### DIRECTION
Identify every line in the items below that contains the word "grass", and copy each such line in full. Case counts.

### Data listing
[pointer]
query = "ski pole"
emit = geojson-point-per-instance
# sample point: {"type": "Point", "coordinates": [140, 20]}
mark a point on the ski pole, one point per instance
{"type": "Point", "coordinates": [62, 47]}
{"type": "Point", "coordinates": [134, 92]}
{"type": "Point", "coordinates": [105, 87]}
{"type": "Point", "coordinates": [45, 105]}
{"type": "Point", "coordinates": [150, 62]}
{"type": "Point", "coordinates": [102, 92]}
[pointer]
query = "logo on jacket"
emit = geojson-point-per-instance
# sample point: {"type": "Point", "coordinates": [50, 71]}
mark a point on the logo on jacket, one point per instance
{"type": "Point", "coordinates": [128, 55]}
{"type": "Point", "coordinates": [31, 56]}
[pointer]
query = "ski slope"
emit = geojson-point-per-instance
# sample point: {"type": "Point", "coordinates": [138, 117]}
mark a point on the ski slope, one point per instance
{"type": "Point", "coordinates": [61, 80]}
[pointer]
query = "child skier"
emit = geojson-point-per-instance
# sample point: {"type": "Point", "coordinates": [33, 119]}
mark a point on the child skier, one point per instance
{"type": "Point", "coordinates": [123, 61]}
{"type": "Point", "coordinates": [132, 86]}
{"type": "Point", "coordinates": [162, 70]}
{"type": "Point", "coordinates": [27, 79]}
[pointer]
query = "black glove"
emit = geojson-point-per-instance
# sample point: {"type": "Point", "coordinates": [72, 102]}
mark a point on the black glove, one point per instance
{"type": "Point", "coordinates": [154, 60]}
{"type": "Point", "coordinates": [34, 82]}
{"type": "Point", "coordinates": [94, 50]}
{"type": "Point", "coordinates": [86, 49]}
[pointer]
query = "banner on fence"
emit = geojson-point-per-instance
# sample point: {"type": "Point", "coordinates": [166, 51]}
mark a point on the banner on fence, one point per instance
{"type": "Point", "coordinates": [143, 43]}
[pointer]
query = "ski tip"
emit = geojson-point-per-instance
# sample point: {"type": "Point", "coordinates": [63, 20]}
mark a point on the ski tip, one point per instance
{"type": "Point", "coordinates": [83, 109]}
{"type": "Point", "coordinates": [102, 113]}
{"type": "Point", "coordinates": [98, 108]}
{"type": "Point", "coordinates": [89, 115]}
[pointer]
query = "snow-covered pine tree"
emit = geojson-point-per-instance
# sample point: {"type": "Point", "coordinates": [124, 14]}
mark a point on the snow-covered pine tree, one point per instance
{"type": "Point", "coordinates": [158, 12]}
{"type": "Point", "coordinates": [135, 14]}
---
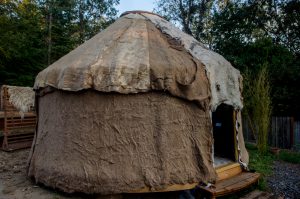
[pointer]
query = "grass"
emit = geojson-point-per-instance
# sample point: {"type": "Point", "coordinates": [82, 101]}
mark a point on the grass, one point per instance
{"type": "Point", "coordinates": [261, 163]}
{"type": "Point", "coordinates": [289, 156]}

### EXERCISE OUTPUT
query = "grass"
mark a point on the grass, one point per instance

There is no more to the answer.